--- START OF INPUT ---

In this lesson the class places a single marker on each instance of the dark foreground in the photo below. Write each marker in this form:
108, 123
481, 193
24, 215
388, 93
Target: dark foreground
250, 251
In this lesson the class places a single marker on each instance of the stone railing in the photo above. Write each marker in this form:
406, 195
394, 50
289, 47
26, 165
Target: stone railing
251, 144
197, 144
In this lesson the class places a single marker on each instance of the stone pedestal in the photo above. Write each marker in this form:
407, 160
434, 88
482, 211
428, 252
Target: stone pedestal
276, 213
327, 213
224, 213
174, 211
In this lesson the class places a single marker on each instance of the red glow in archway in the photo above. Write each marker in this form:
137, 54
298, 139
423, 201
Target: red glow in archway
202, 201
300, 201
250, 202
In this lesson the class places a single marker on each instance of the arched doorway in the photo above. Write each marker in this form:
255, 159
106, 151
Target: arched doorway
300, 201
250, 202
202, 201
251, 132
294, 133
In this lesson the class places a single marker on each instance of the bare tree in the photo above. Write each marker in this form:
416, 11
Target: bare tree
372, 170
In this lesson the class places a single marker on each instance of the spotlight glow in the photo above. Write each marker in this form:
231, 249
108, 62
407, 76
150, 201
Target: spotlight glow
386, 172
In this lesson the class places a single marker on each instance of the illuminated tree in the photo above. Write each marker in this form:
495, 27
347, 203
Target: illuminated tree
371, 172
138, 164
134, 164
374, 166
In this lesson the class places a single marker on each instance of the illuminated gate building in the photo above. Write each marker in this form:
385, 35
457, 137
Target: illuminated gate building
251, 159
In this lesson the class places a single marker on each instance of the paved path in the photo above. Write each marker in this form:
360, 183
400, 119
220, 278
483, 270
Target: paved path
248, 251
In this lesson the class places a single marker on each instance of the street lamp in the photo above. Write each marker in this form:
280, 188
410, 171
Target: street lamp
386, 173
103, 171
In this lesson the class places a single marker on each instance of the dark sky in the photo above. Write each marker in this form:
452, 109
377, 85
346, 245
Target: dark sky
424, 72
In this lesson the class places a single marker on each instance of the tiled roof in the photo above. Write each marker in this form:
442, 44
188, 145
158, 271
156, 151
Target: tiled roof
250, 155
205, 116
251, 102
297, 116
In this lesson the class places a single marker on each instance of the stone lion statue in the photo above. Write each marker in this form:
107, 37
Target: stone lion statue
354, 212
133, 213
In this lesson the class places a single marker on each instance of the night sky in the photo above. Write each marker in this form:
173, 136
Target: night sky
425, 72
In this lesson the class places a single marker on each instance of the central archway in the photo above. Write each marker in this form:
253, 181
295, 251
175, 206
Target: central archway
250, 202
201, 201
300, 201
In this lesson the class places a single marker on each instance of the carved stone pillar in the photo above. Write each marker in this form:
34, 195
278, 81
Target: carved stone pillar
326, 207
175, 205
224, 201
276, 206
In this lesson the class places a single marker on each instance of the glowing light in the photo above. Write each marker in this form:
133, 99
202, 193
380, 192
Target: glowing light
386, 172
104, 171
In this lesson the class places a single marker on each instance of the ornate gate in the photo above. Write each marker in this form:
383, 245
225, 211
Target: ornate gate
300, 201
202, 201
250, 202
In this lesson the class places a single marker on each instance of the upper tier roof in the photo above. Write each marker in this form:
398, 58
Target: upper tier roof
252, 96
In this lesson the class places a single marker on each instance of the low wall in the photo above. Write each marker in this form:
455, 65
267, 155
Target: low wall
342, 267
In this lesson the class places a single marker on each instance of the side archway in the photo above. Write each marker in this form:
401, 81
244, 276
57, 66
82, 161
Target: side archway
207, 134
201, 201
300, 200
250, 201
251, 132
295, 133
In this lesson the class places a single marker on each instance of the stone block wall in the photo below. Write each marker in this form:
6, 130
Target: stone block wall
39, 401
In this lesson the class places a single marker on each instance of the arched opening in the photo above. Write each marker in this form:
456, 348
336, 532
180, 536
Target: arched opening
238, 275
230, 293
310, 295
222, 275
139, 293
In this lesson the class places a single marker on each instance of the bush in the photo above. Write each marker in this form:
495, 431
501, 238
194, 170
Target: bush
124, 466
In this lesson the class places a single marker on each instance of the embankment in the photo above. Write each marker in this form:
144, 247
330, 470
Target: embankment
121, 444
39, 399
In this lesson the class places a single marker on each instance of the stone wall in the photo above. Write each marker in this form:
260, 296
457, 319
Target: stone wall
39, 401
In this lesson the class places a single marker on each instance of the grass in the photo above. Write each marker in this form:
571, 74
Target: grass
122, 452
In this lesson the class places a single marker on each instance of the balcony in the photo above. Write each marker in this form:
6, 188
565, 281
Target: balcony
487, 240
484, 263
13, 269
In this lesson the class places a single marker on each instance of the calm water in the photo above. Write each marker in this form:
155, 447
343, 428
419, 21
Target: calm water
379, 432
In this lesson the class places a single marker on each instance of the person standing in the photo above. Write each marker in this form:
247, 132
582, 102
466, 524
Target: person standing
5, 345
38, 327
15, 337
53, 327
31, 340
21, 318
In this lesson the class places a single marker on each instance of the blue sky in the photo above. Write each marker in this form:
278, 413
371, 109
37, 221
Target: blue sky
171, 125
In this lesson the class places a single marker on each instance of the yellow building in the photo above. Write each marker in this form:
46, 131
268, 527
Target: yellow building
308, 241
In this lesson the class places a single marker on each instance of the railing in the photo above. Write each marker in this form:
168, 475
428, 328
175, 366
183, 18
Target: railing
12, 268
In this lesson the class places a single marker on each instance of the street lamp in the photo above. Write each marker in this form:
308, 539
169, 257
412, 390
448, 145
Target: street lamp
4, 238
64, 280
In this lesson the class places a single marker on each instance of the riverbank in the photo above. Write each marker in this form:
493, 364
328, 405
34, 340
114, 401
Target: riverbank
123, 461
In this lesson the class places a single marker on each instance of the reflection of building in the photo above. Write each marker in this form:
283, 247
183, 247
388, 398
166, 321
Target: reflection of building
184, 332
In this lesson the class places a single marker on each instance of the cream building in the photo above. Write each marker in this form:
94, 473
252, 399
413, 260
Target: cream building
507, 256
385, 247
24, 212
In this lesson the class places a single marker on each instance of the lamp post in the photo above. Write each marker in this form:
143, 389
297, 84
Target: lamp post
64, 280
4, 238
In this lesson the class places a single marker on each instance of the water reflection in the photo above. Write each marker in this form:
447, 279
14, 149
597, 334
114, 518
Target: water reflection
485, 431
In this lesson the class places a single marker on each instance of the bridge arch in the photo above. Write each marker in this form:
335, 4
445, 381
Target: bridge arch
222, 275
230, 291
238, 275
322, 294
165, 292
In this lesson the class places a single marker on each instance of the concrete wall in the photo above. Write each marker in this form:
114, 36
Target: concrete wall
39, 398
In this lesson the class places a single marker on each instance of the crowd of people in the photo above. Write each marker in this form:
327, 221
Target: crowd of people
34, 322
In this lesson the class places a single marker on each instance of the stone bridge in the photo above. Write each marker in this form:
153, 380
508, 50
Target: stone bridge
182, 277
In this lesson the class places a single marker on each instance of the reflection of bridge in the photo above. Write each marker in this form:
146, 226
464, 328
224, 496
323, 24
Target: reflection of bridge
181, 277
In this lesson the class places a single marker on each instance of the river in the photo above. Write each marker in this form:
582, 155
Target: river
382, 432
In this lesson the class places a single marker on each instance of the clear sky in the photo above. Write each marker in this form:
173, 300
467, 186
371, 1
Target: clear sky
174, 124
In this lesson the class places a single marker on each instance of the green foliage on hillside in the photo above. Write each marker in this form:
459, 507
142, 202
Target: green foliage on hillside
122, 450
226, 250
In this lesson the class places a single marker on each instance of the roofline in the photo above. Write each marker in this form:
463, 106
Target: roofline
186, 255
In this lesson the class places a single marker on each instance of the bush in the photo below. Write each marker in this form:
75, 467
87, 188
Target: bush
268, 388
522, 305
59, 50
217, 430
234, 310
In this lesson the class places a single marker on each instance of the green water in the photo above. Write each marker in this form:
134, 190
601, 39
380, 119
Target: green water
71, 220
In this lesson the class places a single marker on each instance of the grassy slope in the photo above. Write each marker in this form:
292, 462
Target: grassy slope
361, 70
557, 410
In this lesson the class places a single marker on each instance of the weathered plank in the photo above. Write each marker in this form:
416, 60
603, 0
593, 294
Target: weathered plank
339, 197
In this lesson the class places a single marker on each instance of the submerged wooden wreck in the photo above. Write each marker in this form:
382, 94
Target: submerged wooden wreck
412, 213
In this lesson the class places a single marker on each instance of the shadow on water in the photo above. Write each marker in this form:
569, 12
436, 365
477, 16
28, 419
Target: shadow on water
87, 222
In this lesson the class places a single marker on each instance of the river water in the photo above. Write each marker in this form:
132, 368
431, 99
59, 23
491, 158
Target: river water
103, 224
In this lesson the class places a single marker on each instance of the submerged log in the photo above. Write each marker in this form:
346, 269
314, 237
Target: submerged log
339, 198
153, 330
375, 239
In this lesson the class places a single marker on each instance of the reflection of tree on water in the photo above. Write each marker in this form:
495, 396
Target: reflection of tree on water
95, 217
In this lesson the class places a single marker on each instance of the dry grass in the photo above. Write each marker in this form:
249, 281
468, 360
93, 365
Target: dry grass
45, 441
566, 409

--- END OF INPUT ---

* _EXERCISE GOAL_
Each line from the one containing "of the roofline" to the end of the listing above should be copied exactly, and nothing else.

* _IN RESPONSE_
In this lesson the class places a single marker on each instance of the roofline in the photo above. Write each marker in this form:
463, 106
Target: roofline
186, 255
In this lesson the class places a single marker on each instance of the bush in the photo below. Write each marker in this form:
75, 467
87, 188
Target: bush
268, 388
522, 305
59, 50
217, 430
234, 310
In this lesson the class places a single marker on each instance of the green water in the photo above. Write each marker in this form:
134, 190
601, 39
380, 119
Target: green water
71, 220
In this lesson the class places a single marker on each instance of the grassy slope in the photo above. Write each marker in this form:
292, 462
Target: grassy slope
361, 70
557, 410
In this lesson the class places a single marker on each instance of the weathered plank in the photo above. Write each marker in this form:
416, 60
603, 0
593, 294
Target: weathered plank
339, 197
In this lesson the class places a single marker on each instance of the submerged wooden wreck in the photo above. Write each marker in this form:
382, 94
Target: submerged wooden wreck
412, 213
In this lesson the class places a single marker on each instance of the shadow on water in the photo above. Write each marker in this form:
569, 12
436, 365
477, 16
28, 419
Target: shadow on water
87, 222
In this lesson the class places a single marker on each instance of the river water in the photo above. Write each marker in this form:
132, 368
431, 99
59, 23
491, 158
Target: river water
103, 224
In this lesson the class places a single marker on each instance of the submerged log in the photo above. Write each marker in this form:
346, 269
314, 237
Target: submerged log
339, 198
153, 330
375, 239
In this lesson the class places a single marker on each instance of the reflection of tree on water in the photo above. Write each marker in this form:
495, 396
Target: reflection of tree on water
95, 217
In this lesson the class places a single marker on each instance of the dry grass in the photo above. Write each marker in this form:
249, 281
468, 360
93, 365
Target: dry grass
45, 441
566, 409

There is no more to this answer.